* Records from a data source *
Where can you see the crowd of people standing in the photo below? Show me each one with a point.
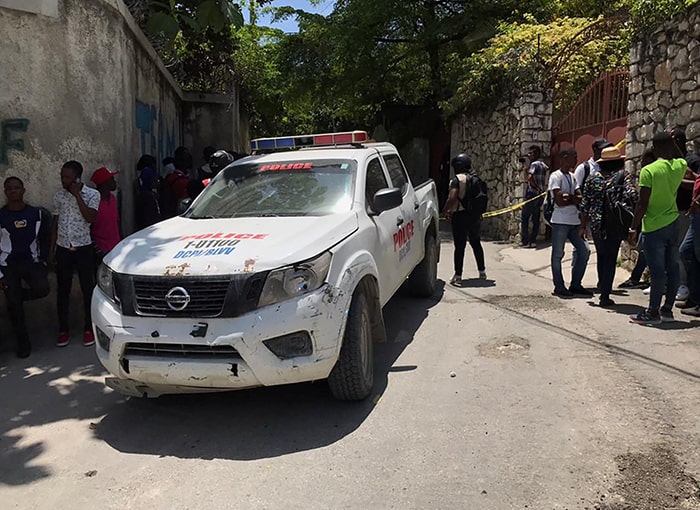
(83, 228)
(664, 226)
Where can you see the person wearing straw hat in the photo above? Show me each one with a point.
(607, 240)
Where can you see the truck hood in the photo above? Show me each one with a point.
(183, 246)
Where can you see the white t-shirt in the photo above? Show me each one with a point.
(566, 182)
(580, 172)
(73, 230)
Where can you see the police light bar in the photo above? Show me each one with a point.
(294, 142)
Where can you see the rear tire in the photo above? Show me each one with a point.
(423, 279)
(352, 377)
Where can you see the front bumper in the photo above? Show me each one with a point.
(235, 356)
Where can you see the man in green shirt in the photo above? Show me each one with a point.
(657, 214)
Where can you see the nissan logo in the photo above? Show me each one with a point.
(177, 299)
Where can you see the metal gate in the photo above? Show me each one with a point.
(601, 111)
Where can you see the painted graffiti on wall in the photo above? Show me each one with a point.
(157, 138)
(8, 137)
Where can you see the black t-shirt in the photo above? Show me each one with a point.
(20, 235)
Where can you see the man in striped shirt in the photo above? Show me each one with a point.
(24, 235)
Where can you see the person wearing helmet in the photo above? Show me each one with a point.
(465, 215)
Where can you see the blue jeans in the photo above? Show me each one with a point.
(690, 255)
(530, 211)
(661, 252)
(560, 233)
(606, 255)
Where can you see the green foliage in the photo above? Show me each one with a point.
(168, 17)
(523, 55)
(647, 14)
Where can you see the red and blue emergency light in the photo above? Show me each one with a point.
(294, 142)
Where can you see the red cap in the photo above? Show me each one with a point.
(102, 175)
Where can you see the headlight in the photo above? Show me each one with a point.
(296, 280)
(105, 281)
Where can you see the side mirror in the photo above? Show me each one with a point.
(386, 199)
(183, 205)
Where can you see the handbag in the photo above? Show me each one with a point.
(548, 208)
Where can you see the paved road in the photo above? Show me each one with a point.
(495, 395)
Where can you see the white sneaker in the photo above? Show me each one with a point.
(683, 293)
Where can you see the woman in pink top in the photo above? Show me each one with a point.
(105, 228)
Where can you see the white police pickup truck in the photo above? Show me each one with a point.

* Exercise directions *
Write out all the entries word for word, but drop the pictures.

* Answer space *
Where can you see the crowd of people standing in the photo below? Show me each one with a point.
(83, 228)
(664, 226)
Where can you see the person wearing straw hat in the photo above? Show me each one with a point.
(607, 240)
Where can you see the truck hood in the photo above? Show me each one with a point.
(183, 246)
Where can you see the white t-shirt in the photo above? Show me each one with a point.
(566, 182)
(580, 172)
(73, 230)
Where can you see the police light bar in the photo above? Show me each one with a point.
(294, 142)
Where can you see the rear tire in the photo above? Show me each one with a point.
(423, 279)
(352, 377)
Where can you see the front bumper in the photo above? Show me each one with a point.
(235, 356)
Where can you see the man in green shirt in the photo above? Show me each one with a point.
(657, 214)
Where can you see the nissan logo in the photo above? Show me each one with a point.
(177, 299)
Where can you see the metal gate in the photo above? Show me each one with a point.
(601, 111)
Where can you see the painted graffiti on wall in the photo above? Show me each one with a point.
(157, 138)
(8, 137)
Where can you see the black t-shirt in the photo above? Show me each one with a point.
(20, 235)
Where can you see the man in striped shirt in the photo above? Show me each one with a point.
(24, 235)
Where can you see the person wearing helmet in the photo above? Show me each one with a point.
(465, 215)
Where can you see the blue jeans in the photo above? Show me each one with a point.
(690, 255)
(530, 211)
(661, 252)
(560, 233)
(606, 255)
Where can you see the green foliage in the photo above? Show me each one with a point.
(168, 17)
(523, 55)
(647, 14)
Where can you see the red and blue emergency light in the photo above? Show me each one with a point.
(294, 142)
Where can you see the red cap in the photo above? Show me each one with a point.
(102, 175)
Where can you see the headlight in the photo above? Show me each one with a point.
(296, 280)
(105, 281)
Where can you see the side mirror in the photo above? Show me each one with a point.
(386, 199)
(183, 205)
Where can you see the handbag in the photo above? Show me each one with a point.
(548, 208)
Where can you see the paved road in the photo above? Show me each one with a point.
(495, 395)
Where can you see the white sneaker in the photo above? Show me each one with a point.
(683, 293)
Where can you see the woman in pink top in the photo above? Show me each one with a point.
(105, 228)
Where can you see the white police pickup truck in the photo above? Show me each one with a point.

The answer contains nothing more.